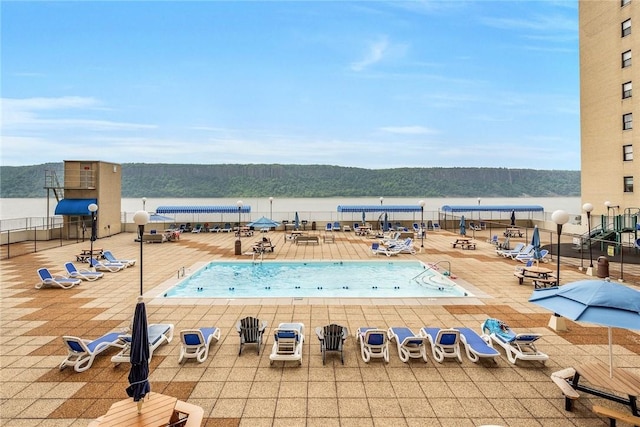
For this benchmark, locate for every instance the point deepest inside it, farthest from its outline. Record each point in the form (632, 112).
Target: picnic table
(85, 254)
(540, 276)
(464, 243)
(623, 382)
(513, 232)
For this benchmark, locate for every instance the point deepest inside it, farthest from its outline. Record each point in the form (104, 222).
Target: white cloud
(375, 53)
(408, 130)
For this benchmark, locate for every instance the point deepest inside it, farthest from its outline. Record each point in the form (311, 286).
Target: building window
(626, 28)
(626, 59)
(628, 184)
(626, 90)
(627, 153)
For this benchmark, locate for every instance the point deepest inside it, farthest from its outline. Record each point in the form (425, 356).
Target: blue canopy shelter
(500, 209)
(198, 210)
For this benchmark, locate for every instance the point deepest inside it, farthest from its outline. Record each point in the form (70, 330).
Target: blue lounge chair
(82, 274)
(516, 346)
(48, 279)
(196, 343)
(374, 343)
(159, 333)
(287, 343)
(445, 343)
(112, 259)
(476, 346)
(410, 345)
(81, 352)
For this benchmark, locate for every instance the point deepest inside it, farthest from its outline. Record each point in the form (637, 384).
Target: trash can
(603, 267)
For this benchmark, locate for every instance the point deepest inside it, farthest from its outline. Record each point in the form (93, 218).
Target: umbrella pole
(610, 352)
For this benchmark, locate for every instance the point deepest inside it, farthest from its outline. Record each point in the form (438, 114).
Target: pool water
(312, 279)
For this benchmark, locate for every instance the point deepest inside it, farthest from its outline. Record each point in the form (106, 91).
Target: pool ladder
(432, 267)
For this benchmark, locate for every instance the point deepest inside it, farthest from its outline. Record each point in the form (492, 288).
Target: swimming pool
(313, 279)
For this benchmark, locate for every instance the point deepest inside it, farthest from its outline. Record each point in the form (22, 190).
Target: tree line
(279, 180)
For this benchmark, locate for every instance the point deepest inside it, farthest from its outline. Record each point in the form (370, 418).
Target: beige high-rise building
(609, 40)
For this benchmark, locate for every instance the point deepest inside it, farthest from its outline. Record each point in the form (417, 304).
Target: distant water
(311, 208)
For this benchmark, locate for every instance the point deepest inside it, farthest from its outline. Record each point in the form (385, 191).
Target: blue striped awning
(202, 209)
(492, 208)
(78, 207)
(379, 208)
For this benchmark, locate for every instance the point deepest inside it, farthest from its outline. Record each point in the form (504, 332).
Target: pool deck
(245, 390)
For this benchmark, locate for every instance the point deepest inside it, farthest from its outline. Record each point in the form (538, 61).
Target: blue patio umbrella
(593, 301)
(139, 384)
(535, 242)
(263, 222)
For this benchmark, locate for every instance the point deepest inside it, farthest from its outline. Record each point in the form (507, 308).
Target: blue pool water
(316, 280)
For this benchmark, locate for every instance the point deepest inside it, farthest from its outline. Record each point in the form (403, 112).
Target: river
(285, 208)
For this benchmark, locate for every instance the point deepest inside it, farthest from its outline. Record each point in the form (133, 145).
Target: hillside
(256, 180)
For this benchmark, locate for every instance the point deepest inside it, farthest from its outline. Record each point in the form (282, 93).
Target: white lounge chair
(376, 249)
(410, 345)
(517, 346)
(159, 333)
(48, 279)
(287, 345)
(445, 343)
(112, 259)
(477, 346)
(106, 266)
(196, 343)
(82, 274)
(374, 343)
(82, 352)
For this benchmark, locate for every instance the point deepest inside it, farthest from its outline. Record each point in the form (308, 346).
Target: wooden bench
(614, 416)
(305, 240)
(560, 379)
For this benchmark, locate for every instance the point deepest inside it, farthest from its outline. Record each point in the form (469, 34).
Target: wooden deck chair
(250, 330)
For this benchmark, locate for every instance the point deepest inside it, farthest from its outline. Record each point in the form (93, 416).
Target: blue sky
(372, 84)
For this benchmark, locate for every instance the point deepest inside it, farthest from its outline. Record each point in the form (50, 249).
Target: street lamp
(588, 207)
(238, 248)
(560, 217)
(93, 208)
(421, 203)
(270, 207)
(141, 218)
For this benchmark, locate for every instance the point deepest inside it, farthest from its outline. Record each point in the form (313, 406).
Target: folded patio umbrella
(593, 301)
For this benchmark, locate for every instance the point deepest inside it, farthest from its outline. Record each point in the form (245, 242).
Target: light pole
(141, 218)
(238, 248)
(421, 203)
(271, 208)
(93, 208)
(588, 207)
(560, 217)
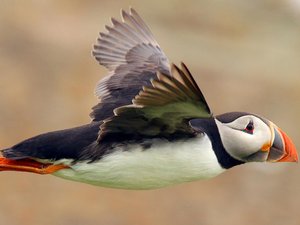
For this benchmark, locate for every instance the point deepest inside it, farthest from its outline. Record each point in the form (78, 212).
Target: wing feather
(132, 56)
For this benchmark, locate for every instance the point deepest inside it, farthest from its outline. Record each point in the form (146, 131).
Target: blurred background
(245, 56)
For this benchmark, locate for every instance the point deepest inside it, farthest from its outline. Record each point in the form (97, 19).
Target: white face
(246, 138)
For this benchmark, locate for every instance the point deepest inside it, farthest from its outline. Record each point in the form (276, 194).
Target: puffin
(152, 127)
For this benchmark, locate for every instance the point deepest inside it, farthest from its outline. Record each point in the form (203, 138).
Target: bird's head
(250, 138)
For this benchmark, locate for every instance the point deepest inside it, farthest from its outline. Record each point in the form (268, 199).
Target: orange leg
(29, 165)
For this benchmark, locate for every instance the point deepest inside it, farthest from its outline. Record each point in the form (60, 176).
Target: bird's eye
(249, 128)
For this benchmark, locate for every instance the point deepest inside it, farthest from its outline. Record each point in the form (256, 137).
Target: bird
(152, 126)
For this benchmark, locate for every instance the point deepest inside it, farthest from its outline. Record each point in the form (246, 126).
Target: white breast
(164, 164)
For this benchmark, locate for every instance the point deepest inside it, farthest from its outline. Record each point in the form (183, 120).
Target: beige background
(245, 56)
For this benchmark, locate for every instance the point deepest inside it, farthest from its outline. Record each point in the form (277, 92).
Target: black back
(209, 127)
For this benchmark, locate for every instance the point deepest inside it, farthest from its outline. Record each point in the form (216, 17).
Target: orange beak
(282, 149)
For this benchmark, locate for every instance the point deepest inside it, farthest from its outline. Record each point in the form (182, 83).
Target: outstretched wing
(162, 110)
(132, 56)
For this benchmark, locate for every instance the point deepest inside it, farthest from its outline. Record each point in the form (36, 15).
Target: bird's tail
(29, 165)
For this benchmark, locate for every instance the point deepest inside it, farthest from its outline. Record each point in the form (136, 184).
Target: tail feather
(29, 165)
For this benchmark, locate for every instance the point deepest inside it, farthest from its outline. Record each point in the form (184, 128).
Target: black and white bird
(152, 127)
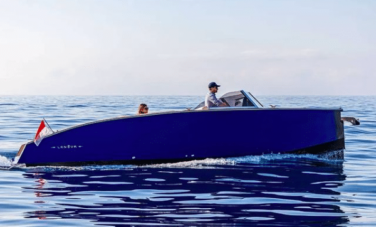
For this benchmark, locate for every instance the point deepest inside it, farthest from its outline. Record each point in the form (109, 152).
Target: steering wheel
(223, 100)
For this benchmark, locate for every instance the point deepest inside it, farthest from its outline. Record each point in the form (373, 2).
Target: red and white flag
(43, 131)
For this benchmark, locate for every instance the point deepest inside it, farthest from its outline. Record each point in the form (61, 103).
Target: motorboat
(244, 127)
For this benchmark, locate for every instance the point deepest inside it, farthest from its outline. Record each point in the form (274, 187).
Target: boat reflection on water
(215, 192)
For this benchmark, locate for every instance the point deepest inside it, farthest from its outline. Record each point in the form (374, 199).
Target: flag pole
(48, 124)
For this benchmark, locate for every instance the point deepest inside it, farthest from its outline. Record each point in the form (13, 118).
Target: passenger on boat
(210, 99)
(143, 109)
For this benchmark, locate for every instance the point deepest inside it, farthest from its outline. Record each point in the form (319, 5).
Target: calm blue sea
(270, 190)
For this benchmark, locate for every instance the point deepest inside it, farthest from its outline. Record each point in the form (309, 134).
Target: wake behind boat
(242, 128)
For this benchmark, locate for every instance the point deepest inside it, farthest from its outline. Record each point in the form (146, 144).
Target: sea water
(268, 190)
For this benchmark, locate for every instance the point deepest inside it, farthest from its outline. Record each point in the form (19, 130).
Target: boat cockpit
(236, 99)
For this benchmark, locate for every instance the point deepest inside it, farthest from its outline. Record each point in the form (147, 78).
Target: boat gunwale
(186, 111)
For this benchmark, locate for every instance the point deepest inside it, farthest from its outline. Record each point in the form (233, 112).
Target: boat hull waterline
(189, 135)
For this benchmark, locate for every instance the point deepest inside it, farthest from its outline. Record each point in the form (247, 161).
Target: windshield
(233, 99)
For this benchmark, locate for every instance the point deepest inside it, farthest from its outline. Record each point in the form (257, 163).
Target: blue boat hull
(187, 135)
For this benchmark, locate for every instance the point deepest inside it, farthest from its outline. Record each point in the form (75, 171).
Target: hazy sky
(172, 47)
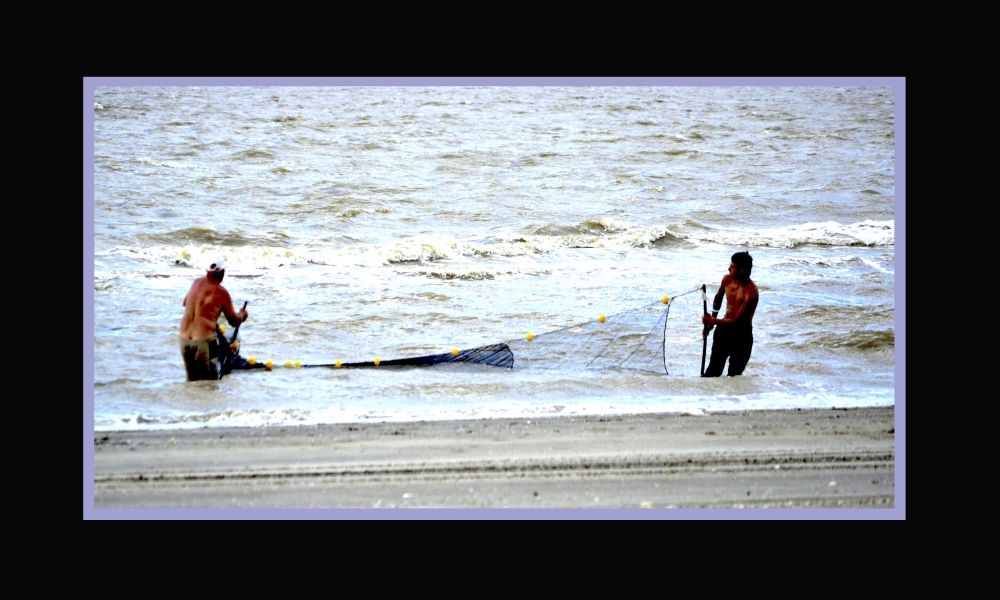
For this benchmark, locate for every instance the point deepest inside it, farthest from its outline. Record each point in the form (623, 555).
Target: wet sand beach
(822, 458)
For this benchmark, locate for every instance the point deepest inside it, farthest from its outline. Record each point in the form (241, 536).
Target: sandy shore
(777, 459)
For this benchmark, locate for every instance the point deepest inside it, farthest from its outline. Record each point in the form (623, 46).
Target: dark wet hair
(744, 261)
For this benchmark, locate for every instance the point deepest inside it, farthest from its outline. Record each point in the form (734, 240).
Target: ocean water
(399, 221)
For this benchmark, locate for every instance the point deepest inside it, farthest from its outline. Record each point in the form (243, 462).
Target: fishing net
(633, 339)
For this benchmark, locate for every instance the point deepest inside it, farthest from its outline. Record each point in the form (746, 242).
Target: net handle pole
(235, 331)
(704, 333)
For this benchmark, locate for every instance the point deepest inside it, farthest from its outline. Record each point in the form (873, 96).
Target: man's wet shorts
(201, 358)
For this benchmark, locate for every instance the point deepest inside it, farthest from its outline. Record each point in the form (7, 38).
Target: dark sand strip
(796, 458)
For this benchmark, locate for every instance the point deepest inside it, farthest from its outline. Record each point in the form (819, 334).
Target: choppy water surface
(401, 221)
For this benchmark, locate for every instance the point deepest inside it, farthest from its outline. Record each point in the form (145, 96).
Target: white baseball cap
(217, 265)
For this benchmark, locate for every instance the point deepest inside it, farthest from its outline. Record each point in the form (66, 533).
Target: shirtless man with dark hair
(205, 301)
(734, 337)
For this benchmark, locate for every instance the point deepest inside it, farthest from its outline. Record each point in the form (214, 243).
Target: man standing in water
(734, 337)
(204, 302)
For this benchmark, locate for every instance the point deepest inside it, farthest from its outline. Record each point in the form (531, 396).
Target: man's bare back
(734, 338)
(205, 301)
(741, 300)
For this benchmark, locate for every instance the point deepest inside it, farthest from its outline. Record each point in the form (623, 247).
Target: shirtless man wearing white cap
(205, 301)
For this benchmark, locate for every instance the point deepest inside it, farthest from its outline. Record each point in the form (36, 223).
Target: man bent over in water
(205, 301)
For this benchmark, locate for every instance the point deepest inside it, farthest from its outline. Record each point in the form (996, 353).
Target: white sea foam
(830, 233)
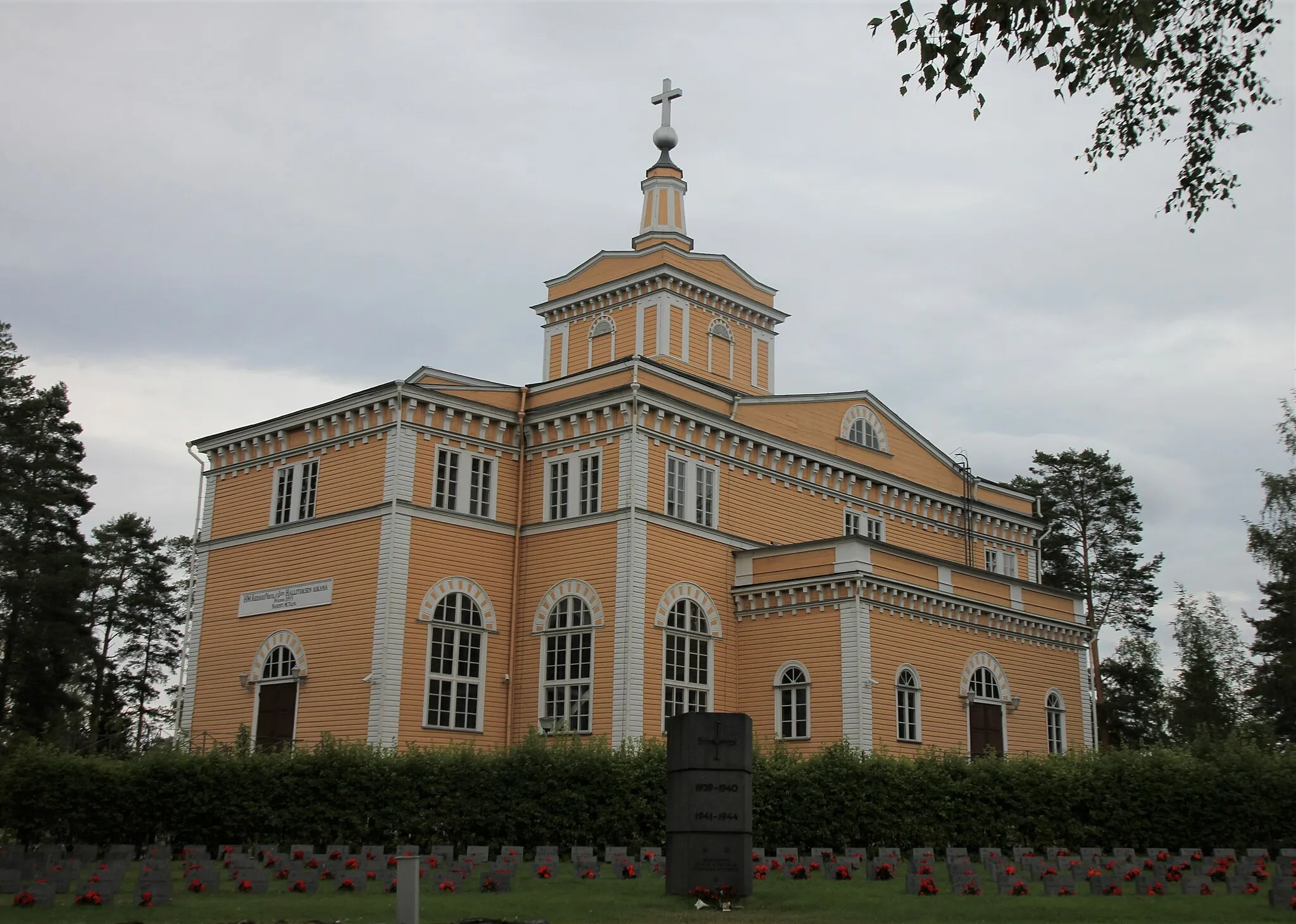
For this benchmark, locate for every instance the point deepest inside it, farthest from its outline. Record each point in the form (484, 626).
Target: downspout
(188, 604)
(518, 564)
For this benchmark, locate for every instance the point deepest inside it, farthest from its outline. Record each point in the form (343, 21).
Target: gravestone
(709, 802)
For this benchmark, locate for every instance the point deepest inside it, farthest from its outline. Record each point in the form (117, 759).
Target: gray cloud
(226, 211)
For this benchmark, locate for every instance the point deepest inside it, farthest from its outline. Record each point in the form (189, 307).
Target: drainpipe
(188, 604)
(518, 564)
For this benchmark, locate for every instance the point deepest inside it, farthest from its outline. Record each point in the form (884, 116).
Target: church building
(650, 529)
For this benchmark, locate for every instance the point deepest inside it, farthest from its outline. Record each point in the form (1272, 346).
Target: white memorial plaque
(280, 599)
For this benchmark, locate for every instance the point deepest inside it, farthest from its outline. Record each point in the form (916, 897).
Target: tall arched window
(688, 660)
(1056, 713)
(907, 705)
(455, 664)
(568, 664)
(792, 697)
(863, 433)
(280, 664)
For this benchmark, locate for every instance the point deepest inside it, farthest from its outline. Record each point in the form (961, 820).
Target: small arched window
(792, 699)
(455, 664)
(863, 433)
(688, 660)
(280, 664)
(1056, 717)
(907, 705)
(983, 685)
(568, 664)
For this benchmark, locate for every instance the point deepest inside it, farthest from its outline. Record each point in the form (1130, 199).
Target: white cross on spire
(664, 97)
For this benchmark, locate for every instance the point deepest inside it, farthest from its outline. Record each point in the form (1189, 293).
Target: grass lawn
(564, 900)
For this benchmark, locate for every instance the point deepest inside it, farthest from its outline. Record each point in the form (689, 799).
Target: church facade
(650, 529)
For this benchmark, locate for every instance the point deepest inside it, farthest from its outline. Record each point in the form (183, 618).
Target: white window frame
(694, 640)
(455, 678)
(909, 697)
(299, 507)
(1056, 722)
(1001, 561)
(550, 637)
(463, 501)
(586, 506)
(550, 501)
(687, 508)
(783, 690)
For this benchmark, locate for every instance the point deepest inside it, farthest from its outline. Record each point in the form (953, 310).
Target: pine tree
(1209, 692)
(1135, 712)
(1273, 544)
(1092, 513)
(43, 569)
(135, 611)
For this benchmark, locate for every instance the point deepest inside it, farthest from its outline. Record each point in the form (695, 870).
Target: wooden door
(277, 715)
(985, 728)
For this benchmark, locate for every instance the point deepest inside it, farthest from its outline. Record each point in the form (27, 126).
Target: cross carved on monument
(664, 97)
(716, 740)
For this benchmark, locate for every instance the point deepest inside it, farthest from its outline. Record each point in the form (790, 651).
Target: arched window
(280, 665)
(720, 349)
(907, 705)
(983, 685)
(1056, 713)
(568, 664)
(455, 664)
(863, 433)
(688, 658)
(792, 700)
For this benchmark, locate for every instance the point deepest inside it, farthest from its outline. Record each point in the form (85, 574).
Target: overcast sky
(211, 214)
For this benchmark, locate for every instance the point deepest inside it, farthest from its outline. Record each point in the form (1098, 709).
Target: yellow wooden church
(650, 529)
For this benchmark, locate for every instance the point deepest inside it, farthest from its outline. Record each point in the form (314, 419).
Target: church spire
(664, 188)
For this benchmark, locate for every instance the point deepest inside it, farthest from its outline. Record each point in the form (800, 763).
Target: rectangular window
(446, 490)
(1001, 563)
(706, 496)
(480, 486)
(294, 493)
(590, 484)
(558, 489)
(677, 475)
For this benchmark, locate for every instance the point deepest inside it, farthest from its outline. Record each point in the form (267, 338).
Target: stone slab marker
(708, 802)
(408, 889)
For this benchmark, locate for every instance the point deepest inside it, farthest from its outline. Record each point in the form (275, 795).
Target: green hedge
(1229, 795)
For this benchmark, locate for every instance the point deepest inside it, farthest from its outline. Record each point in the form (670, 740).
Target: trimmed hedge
(1228, 795)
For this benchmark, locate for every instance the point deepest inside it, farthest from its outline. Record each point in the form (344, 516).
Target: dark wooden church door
(277, 715)
(985, 727)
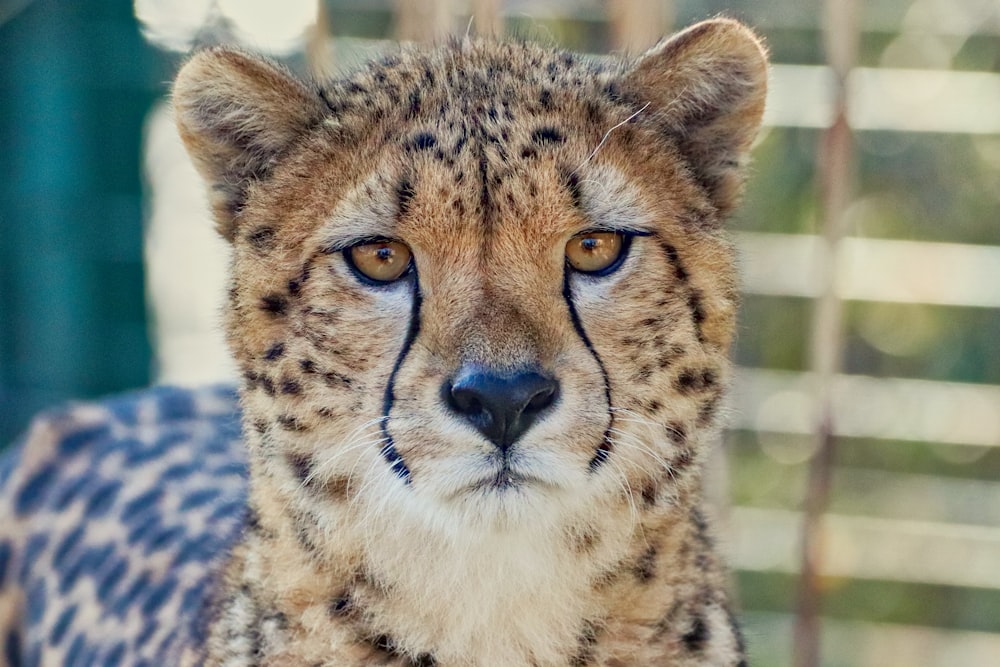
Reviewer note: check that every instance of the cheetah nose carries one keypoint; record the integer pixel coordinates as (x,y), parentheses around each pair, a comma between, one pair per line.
(501,407)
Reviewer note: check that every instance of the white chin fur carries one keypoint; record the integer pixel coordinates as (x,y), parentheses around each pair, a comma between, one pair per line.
(503,553)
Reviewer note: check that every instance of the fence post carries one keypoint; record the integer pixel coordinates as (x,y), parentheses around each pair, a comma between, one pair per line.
(636,25)
(487,19)
(423,20)
(835,173)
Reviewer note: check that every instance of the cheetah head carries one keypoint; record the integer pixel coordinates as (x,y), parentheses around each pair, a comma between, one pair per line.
(481,284)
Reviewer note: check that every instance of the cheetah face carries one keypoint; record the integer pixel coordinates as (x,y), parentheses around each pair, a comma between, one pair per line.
(484,282)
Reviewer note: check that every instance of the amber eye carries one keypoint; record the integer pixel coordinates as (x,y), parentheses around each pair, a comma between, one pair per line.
(380,261)
(596,252)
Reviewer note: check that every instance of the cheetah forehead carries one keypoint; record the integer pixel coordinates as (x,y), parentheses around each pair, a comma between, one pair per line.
(692,105)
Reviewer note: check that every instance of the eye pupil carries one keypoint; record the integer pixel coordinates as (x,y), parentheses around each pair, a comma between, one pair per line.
(596,252)
(380,261)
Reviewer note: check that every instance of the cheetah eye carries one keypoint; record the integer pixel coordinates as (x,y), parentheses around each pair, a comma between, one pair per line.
(380,261)
(597,253)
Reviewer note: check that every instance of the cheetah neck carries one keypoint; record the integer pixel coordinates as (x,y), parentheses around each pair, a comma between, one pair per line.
(542,593)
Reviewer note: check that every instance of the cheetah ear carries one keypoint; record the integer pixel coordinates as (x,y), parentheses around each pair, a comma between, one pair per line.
(237,114)
(706,87)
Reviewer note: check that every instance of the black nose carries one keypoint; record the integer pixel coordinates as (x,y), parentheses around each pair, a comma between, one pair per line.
(501,407)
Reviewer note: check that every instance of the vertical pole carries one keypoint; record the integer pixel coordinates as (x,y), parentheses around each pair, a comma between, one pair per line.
(487,19)
(319,54)
(423,20)
(835,174)
(636,25)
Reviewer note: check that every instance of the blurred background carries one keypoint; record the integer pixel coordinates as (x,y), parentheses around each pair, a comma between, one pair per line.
(864,448)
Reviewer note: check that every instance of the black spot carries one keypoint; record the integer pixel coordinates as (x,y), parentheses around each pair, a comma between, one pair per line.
(422,141)
(695,638)
(645,568)
(573,185)
(693,380)
(291,423)
(302,465)
(701,529)
(384,643)
(262,238)
(251,519)
(707,410)
(687,381)
(340,606)
(274,304)
(404,195)
(545,99)
(650,493)
(679,271)
(602,454)
(547,135)
(585,646)
(335,379)
(415,105)
(697,313)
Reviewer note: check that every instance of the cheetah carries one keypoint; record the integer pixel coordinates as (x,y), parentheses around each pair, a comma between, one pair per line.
(482,304)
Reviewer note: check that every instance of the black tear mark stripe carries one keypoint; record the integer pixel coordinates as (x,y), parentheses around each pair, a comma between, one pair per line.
(604,449)
(389,453)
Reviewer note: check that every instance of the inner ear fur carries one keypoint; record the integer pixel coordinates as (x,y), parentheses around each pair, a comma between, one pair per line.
(237,114)
(706,88)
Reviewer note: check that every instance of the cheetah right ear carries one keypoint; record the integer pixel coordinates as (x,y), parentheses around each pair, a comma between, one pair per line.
(705,87)
(237,114)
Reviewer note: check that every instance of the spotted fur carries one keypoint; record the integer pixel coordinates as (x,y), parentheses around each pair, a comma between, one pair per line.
(380,524)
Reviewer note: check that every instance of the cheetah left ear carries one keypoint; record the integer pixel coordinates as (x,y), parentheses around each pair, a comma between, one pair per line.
(706,88)
(237,115)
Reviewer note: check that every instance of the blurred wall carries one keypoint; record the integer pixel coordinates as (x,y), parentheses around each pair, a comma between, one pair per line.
(76,82)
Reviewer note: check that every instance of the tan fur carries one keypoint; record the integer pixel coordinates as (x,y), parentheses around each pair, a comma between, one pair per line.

++++++

▸ WHAT YOU SHOULD DO
Give the lines as a Markdown table with the columns Number and Line, one row per line and blank lines left out. Start with the line that contains "form (1098, 709)." and go on through the line that contains "(1228, 795)".

▸ CORRECT RESULT
| Number | Line |
|---|---|
| 1 | For this benchmark, locate for every instance the point deepest inside it, farthest from its outline. Record each point in the form (1098, 709). |
| 2 | Target: yellow wooden church |
| 3 | (650, 529) |
| 4 | For this benchmark, locate for every instance the point deepest inside it, farthest from its outline. Record each point in the form (314, 419). |
| 5 | Target: church spire |
| 6 | (664, 188) |
| 7 | For this benchmark, locate for every instance the point deepest inside it, farthest from its outline. Record each point in the form (800, 763). |
| 8 | Target: rectangular window |
| 9 | (446, 490) |
| 10 | (1001, 563) |
| 11 | (706, 496) |
| 12 | (480, 486) |
| 13 | (294, 493) |
| 14 | (590, 484) |
| 15 | (558, 489) |
| 16 | (677, 475) |
| 17 | For this benchmark, locate for every instance the point deepest inside it, farthest from its outline. Record each point in the form (267, 338). |
| 18 | Target: stone slab marker |
| 19 | (708, 802) |
| 20 | (408, 889) |
| 21 | For this benchmark, locate for every instance the point deepest inside it, farthest from its outline. Record each point in the form (275, 795). |
| 22 | Target: green hedge |
| 23 | (1229, 795) |
| 24 | For this benchmark, locate for every instance the point deepest inside it, farthest from its outline. Record each point in the form (670, 740). |
| 25 | Target: trimmed hedge |
| 26 | (1228, 795) |